- _Action item_:
In every line of the records, look for "below", then report how many lines have it and nothing else.

- _Supplied information_:

_ _ _ _

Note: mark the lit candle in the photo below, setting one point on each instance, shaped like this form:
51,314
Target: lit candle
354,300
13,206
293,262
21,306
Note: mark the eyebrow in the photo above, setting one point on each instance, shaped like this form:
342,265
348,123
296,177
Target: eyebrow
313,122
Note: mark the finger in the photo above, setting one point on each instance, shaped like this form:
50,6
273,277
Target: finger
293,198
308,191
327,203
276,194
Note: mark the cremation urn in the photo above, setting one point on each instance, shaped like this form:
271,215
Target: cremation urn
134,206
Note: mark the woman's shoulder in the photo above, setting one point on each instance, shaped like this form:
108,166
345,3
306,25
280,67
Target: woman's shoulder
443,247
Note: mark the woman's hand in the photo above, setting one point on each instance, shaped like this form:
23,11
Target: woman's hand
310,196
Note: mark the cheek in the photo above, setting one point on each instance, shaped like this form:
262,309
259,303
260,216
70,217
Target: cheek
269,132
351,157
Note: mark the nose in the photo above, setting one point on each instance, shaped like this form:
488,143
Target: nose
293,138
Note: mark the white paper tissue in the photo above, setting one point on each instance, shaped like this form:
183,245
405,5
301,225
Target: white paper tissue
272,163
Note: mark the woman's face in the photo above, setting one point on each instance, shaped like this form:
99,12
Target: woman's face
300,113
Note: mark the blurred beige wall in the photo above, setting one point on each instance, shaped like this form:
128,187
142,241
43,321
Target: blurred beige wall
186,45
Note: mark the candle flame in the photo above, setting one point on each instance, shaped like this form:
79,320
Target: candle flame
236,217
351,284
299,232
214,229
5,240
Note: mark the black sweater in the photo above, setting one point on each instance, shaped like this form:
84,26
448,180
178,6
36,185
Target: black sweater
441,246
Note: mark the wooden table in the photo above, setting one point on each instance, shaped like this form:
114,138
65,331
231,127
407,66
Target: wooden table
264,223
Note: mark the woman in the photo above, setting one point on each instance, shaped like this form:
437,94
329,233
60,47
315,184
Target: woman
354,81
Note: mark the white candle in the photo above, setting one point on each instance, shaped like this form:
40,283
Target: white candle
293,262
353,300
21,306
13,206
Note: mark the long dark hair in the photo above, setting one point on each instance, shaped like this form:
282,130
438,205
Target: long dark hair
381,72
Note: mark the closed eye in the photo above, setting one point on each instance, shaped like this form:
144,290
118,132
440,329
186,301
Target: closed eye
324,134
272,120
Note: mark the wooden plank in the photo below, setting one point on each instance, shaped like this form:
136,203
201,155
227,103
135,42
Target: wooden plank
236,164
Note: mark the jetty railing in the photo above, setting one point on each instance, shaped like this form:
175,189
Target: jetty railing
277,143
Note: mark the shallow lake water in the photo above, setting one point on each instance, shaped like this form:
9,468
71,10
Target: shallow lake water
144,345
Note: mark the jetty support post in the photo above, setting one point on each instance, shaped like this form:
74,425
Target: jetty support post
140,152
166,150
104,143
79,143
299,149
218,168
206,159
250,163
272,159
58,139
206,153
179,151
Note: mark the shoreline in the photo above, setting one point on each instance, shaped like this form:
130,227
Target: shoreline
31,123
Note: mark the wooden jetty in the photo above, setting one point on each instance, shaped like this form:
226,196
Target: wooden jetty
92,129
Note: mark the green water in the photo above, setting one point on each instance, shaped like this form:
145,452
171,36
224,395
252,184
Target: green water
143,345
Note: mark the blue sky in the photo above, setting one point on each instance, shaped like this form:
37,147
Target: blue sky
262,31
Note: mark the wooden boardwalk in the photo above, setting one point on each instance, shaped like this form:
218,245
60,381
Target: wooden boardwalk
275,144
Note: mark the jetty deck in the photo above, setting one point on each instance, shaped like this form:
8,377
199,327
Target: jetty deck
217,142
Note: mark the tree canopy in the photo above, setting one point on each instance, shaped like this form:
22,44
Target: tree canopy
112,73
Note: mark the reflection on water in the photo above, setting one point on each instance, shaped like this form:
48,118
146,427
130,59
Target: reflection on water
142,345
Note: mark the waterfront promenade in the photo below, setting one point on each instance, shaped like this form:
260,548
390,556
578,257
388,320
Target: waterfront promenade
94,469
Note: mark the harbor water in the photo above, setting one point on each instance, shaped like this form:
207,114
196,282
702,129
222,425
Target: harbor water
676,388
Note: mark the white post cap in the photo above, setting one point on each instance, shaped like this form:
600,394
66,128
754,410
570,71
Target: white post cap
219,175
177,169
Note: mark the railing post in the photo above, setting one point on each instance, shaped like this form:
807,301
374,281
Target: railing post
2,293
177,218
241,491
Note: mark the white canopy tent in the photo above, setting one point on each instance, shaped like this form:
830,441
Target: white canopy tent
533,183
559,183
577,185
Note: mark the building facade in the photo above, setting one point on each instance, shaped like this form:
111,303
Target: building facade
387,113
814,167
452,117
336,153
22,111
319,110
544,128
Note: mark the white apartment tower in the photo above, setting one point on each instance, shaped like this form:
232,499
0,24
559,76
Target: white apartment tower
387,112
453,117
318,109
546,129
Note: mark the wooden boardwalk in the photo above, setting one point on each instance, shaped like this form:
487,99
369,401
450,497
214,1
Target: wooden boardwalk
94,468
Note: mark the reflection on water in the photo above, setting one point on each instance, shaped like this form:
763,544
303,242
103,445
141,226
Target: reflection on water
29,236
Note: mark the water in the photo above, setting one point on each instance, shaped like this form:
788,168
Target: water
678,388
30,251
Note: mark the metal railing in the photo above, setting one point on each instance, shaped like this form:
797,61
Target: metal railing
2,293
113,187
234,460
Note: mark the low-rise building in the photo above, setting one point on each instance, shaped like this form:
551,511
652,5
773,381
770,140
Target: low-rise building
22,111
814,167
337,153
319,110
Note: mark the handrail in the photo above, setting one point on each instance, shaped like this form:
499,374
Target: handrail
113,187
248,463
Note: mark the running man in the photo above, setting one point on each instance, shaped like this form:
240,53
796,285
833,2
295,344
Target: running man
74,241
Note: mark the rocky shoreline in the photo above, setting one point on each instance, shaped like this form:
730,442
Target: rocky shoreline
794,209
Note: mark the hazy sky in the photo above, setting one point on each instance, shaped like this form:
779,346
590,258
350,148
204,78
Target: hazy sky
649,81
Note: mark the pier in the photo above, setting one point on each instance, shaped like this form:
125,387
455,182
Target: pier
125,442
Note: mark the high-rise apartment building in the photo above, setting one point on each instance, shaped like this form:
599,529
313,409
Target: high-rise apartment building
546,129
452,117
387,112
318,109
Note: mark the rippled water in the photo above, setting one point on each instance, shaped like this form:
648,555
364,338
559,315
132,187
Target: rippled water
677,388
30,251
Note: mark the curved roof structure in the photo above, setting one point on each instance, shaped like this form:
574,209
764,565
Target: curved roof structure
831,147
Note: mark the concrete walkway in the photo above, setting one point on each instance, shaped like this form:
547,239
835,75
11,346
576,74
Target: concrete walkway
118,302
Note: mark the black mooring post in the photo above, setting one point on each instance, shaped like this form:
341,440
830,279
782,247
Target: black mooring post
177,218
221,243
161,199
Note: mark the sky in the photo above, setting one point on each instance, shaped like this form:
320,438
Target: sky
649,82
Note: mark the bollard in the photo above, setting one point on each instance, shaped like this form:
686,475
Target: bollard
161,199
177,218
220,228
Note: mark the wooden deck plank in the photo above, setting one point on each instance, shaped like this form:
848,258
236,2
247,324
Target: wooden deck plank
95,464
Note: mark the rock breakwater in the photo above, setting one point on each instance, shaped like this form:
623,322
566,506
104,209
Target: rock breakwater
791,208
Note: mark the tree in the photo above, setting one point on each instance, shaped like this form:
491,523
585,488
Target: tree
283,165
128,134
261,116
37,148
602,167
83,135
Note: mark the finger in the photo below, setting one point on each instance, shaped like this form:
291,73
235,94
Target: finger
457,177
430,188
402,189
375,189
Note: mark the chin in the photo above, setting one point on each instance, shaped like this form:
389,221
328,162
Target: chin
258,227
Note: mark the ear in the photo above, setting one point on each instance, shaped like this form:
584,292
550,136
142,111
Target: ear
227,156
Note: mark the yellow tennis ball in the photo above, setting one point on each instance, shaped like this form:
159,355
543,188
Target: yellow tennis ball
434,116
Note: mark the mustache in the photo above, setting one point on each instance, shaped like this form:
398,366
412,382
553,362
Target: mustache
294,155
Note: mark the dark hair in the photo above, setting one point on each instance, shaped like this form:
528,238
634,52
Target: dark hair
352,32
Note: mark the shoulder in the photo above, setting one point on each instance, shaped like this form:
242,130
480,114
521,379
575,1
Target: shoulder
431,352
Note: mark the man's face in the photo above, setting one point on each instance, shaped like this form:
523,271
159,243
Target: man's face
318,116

_ _ _ _

- _Your response_:
4